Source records
- - - - -
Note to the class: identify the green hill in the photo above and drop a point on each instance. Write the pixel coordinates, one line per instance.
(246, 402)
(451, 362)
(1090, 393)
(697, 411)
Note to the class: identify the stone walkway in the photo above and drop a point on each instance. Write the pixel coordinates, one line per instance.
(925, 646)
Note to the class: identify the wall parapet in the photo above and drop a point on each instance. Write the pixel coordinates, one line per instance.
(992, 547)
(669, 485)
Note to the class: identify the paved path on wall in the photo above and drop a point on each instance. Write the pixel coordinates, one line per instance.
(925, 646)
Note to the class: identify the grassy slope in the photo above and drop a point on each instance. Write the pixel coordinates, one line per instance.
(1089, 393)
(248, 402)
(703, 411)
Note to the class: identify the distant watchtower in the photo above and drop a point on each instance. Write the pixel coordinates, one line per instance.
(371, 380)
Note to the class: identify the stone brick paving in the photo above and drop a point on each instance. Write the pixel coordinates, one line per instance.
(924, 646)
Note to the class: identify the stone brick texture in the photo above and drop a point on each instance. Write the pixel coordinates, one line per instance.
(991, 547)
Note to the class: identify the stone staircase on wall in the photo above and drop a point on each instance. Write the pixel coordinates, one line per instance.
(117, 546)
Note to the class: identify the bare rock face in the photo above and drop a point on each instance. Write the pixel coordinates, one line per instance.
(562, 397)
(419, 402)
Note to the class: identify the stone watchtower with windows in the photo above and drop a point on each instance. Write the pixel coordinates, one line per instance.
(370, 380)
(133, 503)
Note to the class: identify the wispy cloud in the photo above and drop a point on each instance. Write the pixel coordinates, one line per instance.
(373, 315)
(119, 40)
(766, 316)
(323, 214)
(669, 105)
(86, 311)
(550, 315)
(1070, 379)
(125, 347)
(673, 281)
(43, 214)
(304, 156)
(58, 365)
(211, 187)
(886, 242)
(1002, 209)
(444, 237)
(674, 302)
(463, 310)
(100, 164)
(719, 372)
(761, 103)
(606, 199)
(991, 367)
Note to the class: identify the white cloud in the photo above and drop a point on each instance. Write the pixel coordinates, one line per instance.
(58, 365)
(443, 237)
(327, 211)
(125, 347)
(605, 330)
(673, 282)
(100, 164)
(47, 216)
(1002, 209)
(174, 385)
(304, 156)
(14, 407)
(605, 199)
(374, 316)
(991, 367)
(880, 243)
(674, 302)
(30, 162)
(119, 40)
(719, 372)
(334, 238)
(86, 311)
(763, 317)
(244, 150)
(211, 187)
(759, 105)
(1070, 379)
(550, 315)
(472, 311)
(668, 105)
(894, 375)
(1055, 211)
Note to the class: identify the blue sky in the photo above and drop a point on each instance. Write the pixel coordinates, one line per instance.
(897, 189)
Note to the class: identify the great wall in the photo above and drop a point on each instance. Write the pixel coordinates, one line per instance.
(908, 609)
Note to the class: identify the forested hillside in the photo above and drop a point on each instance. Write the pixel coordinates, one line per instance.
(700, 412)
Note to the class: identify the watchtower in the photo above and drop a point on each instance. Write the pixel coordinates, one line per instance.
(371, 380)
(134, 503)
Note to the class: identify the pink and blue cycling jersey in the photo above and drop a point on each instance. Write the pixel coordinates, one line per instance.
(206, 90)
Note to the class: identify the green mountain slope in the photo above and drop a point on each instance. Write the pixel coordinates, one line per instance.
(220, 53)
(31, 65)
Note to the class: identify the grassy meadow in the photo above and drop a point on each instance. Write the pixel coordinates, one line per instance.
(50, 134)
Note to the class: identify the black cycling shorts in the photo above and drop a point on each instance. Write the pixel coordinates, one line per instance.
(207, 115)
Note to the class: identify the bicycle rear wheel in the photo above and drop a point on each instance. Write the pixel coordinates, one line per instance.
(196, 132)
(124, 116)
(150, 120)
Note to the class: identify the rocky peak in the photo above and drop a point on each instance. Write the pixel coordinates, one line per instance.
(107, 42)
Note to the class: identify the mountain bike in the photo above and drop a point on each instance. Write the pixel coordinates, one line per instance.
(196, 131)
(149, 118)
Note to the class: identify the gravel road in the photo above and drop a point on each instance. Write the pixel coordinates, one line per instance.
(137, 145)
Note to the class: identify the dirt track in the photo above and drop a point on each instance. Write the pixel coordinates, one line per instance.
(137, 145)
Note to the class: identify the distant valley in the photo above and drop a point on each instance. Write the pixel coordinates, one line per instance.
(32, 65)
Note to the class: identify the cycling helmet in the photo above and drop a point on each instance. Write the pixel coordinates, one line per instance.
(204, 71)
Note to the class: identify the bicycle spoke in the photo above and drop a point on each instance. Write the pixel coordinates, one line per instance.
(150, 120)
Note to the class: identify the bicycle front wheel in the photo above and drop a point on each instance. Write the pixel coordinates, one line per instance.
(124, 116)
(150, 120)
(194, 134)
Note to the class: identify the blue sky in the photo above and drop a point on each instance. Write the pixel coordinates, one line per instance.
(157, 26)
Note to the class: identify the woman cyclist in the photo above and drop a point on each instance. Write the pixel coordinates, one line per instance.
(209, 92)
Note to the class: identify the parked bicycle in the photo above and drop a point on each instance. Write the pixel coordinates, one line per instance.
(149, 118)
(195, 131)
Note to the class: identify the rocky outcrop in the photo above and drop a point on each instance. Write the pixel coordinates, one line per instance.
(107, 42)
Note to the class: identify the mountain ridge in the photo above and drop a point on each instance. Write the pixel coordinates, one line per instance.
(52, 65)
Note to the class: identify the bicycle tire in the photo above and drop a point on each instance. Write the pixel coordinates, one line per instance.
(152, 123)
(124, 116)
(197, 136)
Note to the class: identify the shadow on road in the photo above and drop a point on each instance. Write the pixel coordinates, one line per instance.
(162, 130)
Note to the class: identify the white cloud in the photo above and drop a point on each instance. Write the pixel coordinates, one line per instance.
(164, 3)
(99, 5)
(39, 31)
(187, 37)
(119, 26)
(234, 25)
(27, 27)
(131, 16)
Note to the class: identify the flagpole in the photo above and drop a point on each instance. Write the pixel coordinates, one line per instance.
- - - - -
### What needs to be done
Reproduce the lines from the one containing "Note to the class: identify the bicycle spoke" to the end of the entries, keeping both ends and adding nothing.

### The response
Note to the class: identify the bicycle spoke in the photo above and drop a point on each instance. Write the pixel coordinates, one line per instance.
(150, 120)
Note to the class: identify the bicycle front wheel in the photo above and drop a point on each instance. Write the pixel coordinates, one line per instance.
(124, 116)
(150, 120)
(194, 134)
Note to the class: identify the blue sky in the photo above and drop a point on each instance. Write the pixel coordinates, one line per instance.
(157, 26)
Note to the class: identify the woman cyclist in the photo above and drop a point on each instance. Write the pixel coordinates, one line per instance.
(209, 92)
Note to the class: identify the parked bicycle in the photo above and drop a point on each instance. Write the pixel coordinates, one line per instance.
(149, 118)
(195, 131)
Note to the class: identify the rocky outcrop in the photo above and drop a point on each instance. Write the pixel coordinates, one line per instance.
(107, 42)
Note to the class: identify the mountain ridge in the photo above and drop a point on each instance. Write the pixel coordinates, one line per instance.
(52, 65)
Note to the class: identify the bicycle tire in the photo above and drop a point on each instance. Write the pixel coordinates, one line per instance.
(152, 123)
(124, 116)
(197, 136)
Note to the class: identify the shadow on road in the photo above and drop a point on each instance. Write the pixel coordinates, one line per instance.
(162, 130)
Note to the class: identify the white cloud in the photo above and drop a point on each instance. Write the pixel coordinates, one line per instance.
(164, 3)
(99, 5)
(39, 31)
(187, 37)
(119, 26)
(234, 25)
(27, 27)
(131, 16)
Note to the class: identify the flagpole in the photo above and drop a point on each instance. Write the pixel coordinates, one line per instance.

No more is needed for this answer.